Work task A> According to the passage about Karol Wojtyla, how many countries did he visit?
Work task B> From the passage about Karol Wojtyla, quote the part from "He saw himself" to "people in person.".

He saw himself as a contemporary successor to St. Peter. His mission, as he saw it, was to travel — leave the confines of the Vatican and minister to his flock. And he did. He crisscrossed six continents, visiting more than 130 countries. He gave new meaning to the jet age, traveling, by air, the equivalent of 28 trips around the globe. No single person on the planet has been seen by more people in person.

"I come as a friend, a friend of America," he said during a visit to Miami in 1987.

His life before becoming pope was an indicator to all that he would be a different kind of leader for the 1.1 billion Catholics around the world. Young Karol Wojtyla had been a factory worker, a playwright, an actor. He was a superb athlete -- an avid skier. He had seen first-hand, as a young man, the brutalization of Poland, the scourge of Nazism and communism, and it shaped his ideology, and later, his papacy.

"He knew Poland so well, and they trusted him," says Father Thomas Reese, editor of America Magazine. "They were willing to come out and put their lives on the line."

Available data>
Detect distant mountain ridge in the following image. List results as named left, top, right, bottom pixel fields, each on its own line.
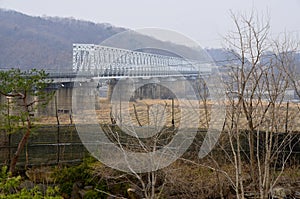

Response area A> More than 130 countries.

Response area B>
He saw himself as a contemporary successor to St. Peter. His mission, as he saw it, was to travel — leave the confines of the Vatican and minister to his flock. And he did. He crisscrossed six continents, visiting more than 130 countries. He gave new meaning to the jet age, traveling, by air, the equivalent of 28 trips around the globe. No single person on the planet has been seen by more people in person.